WHAT TO DO
Go through the entries below and print, exactly, the lines starting at the one with "Where can the chimney" and ending at the one with "column 374, row 287", keeping both ends and no others.
::: INFORMATION SHOWN
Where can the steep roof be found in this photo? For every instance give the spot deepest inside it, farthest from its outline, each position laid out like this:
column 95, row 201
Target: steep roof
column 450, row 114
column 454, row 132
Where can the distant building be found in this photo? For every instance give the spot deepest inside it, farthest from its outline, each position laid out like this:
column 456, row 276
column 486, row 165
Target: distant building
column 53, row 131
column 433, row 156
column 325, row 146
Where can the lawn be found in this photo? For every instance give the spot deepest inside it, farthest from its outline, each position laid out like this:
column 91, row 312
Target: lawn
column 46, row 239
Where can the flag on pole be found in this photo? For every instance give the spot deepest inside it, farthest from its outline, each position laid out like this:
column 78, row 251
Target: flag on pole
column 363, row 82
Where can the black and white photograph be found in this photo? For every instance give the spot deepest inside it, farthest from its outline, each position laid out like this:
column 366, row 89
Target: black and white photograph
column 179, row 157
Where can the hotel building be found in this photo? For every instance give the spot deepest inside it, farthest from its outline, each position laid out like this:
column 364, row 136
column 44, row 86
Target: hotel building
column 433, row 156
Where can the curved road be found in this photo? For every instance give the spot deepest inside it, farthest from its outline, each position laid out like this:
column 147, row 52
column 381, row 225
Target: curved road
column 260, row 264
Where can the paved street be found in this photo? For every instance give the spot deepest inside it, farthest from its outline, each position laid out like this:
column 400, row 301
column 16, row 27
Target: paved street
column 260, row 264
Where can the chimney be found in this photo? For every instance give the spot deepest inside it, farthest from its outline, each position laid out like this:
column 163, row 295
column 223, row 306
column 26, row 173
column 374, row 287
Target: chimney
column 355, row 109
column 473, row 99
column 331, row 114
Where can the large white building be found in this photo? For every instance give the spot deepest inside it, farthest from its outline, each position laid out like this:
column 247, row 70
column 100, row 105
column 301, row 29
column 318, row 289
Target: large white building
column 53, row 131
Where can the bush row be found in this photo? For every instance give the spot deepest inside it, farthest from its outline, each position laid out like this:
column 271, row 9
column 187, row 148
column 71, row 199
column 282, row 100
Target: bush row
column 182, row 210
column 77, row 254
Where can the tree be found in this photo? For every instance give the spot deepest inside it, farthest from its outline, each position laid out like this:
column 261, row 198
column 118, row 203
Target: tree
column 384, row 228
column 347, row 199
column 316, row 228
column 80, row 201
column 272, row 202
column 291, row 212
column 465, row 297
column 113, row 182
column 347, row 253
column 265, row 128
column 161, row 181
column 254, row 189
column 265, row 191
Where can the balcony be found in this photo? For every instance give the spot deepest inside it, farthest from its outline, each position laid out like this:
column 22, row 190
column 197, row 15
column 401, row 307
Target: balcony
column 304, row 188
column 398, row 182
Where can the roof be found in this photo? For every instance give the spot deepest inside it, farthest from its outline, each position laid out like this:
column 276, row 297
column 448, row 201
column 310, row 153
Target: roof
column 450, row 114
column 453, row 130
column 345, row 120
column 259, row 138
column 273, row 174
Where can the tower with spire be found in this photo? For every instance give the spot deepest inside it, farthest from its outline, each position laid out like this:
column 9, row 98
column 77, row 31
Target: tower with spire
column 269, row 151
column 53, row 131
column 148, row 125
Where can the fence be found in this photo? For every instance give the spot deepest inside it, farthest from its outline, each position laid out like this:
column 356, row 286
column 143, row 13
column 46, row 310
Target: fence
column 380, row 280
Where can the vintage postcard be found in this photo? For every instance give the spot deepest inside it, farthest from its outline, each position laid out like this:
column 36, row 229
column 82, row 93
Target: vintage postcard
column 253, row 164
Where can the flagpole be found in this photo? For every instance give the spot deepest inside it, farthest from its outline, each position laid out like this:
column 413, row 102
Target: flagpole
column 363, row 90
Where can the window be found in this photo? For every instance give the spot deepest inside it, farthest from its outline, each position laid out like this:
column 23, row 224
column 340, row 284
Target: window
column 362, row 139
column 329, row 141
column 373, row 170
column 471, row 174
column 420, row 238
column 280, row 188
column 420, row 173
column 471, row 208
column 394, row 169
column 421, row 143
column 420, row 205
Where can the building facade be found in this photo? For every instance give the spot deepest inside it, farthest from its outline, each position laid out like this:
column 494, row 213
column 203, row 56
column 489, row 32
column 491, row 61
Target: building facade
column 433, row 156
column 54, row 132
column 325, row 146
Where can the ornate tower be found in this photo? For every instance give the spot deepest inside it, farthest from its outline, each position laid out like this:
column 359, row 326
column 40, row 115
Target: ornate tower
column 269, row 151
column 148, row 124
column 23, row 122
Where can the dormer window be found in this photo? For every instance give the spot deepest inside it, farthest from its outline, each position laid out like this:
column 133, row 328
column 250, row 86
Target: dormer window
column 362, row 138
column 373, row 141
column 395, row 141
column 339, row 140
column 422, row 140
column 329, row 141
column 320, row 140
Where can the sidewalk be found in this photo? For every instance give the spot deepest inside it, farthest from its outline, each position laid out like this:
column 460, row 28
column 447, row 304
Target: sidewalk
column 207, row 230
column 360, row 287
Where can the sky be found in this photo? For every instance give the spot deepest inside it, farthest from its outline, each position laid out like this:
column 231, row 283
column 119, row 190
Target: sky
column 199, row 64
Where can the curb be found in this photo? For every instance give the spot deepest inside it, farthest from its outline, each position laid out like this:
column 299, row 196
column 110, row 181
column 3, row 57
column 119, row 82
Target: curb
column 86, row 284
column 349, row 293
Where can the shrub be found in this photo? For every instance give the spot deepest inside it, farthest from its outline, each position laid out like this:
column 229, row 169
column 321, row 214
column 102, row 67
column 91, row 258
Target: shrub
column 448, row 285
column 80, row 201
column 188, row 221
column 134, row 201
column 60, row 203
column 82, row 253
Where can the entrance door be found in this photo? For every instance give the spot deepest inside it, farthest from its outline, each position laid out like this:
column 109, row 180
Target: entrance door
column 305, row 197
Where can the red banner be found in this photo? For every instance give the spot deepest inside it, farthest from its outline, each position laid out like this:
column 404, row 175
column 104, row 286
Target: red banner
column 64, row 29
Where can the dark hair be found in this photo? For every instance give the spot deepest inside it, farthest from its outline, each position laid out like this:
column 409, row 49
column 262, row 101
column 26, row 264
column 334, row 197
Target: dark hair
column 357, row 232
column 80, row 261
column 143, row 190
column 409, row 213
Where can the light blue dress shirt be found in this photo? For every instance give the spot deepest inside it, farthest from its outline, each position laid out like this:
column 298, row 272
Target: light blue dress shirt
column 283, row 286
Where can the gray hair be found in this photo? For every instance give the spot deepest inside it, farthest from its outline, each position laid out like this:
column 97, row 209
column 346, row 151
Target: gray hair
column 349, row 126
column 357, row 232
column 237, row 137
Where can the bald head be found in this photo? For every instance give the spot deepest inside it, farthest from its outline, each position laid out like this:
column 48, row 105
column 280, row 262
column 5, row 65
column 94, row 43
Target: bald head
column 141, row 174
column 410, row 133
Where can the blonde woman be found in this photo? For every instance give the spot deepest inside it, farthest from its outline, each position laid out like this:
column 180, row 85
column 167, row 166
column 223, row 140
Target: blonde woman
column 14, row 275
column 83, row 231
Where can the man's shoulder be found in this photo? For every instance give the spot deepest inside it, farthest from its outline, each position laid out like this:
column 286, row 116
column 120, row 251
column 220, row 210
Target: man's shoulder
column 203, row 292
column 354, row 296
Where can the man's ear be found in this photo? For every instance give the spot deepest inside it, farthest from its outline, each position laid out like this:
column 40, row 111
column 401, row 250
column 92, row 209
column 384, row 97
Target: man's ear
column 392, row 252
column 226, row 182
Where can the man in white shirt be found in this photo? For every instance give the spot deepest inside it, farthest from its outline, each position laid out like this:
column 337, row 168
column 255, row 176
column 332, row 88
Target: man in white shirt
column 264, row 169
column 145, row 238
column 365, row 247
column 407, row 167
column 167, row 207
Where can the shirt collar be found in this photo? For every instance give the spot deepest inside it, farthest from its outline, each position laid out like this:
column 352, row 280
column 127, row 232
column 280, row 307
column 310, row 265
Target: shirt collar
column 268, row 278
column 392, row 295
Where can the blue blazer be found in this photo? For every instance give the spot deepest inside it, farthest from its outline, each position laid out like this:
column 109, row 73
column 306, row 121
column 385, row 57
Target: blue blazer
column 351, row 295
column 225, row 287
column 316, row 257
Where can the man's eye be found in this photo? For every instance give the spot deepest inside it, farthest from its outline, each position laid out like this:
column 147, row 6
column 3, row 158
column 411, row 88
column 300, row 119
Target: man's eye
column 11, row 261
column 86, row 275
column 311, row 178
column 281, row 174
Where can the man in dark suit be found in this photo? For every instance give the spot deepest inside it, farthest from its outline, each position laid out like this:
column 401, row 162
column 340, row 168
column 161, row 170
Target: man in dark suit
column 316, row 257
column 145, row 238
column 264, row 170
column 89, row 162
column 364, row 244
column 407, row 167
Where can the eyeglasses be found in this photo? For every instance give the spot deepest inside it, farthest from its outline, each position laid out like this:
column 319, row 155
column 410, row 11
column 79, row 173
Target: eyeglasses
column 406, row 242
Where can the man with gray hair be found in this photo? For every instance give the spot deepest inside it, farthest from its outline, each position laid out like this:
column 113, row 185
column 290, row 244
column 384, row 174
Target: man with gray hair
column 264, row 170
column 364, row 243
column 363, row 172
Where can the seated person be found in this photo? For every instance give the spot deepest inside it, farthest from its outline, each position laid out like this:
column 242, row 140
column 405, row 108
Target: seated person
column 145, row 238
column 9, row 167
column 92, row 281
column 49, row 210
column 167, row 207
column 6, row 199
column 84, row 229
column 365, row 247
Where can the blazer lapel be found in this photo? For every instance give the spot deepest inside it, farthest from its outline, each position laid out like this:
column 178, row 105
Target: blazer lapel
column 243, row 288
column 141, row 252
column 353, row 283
::::::
EXERCISE RESPONSE
Where can the chimney be found in this photo? For every instance give the spot deepest inside it, farthest from its outline, each position laid out like this:
column 163, row 295
column 223, row 306
column 26, row 173
column 374, row 287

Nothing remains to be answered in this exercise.